Problem to work on
The answer must be every line from the entries below that includes "like".

:: Study material

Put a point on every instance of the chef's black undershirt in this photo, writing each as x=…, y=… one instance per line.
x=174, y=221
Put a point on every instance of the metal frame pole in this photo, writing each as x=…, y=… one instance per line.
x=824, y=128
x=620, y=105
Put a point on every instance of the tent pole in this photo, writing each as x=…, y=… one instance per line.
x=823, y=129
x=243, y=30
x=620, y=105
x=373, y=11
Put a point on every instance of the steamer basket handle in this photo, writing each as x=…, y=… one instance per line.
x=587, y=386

::::
:: Study material

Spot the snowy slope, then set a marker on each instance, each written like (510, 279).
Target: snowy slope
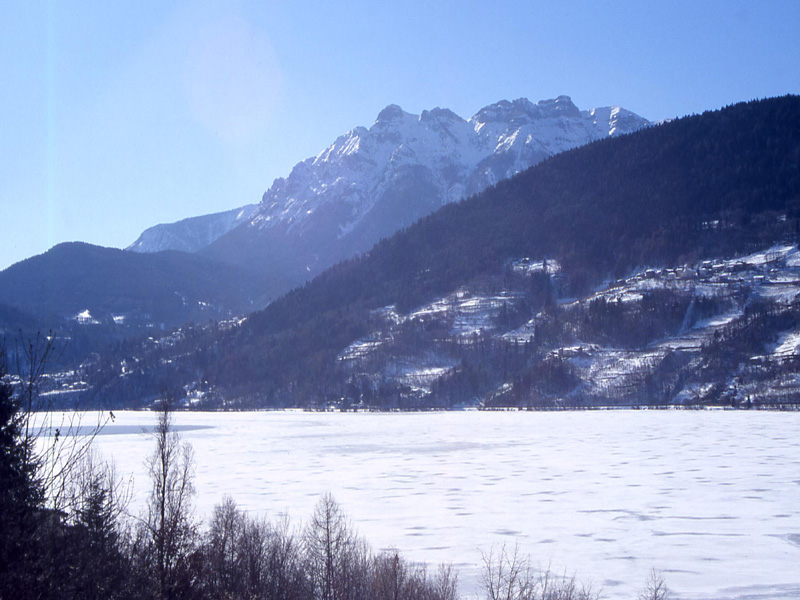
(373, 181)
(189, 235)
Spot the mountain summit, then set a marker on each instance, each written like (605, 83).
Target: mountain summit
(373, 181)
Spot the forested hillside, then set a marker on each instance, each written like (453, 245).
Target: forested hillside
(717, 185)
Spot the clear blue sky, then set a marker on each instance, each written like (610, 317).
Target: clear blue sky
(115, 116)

::::

Response area
Spot the snowy slope, then set a marker on each instance, each written like (510, 279).
Spot the mountain summit, then set a marker on each instance, each written like (605, 83).
Spot the forested hillside, then set a marker on each instance, each written like (453, 245).
Spot the clear blue sky, then set a marker on each instance, each written like (610, 317).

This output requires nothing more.